EXERCISE BRIEF :: Run through the records and, wherever a line holds the word "gloved", return that line.

____ SUPPLIED DATA

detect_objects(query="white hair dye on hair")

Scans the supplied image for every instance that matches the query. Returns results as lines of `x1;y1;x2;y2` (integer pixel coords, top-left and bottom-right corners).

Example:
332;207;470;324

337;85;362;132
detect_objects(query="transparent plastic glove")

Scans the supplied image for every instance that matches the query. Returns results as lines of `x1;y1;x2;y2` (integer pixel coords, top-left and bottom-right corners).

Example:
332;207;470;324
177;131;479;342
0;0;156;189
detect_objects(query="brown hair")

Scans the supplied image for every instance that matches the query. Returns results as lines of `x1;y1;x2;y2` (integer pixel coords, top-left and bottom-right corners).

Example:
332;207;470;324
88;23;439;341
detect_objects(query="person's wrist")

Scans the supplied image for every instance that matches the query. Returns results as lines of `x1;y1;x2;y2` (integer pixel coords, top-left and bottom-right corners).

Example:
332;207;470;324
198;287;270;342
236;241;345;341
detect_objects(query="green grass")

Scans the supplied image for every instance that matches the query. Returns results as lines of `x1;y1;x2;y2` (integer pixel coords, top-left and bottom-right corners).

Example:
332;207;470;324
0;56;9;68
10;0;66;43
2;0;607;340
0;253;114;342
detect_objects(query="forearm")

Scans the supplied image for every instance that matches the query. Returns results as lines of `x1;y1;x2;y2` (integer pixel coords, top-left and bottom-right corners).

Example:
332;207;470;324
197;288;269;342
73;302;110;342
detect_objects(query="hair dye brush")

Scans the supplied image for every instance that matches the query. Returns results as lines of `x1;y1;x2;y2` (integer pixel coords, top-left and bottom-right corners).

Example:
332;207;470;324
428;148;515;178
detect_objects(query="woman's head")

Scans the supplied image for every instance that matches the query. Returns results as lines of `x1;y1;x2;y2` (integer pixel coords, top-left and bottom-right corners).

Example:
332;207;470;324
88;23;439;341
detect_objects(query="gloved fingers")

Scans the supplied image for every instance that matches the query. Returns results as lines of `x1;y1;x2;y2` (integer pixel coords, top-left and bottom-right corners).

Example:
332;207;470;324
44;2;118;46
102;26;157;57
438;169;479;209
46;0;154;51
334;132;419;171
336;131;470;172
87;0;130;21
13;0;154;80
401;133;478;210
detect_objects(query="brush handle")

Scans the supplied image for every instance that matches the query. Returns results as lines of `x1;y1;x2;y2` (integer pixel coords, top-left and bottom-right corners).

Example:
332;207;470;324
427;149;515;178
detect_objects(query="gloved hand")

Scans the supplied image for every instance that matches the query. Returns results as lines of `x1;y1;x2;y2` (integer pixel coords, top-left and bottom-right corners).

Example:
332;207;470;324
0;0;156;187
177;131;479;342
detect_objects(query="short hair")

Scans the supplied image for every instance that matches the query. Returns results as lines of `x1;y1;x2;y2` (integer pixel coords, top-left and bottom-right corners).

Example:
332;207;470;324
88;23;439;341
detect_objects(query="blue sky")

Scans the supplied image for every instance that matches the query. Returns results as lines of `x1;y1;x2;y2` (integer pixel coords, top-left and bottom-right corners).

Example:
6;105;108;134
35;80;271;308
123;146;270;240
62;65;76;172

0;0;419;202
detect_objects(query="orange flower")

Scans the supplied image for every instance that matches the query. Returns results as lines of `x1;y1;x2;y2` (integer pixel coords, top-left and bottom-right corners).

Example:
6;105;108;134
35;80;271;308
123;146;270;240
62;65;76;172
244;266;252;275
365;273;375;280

________

OUTPUT BELOW ::
detect_objects(query="gloved fingers")
detect_objects(query="gloved hand")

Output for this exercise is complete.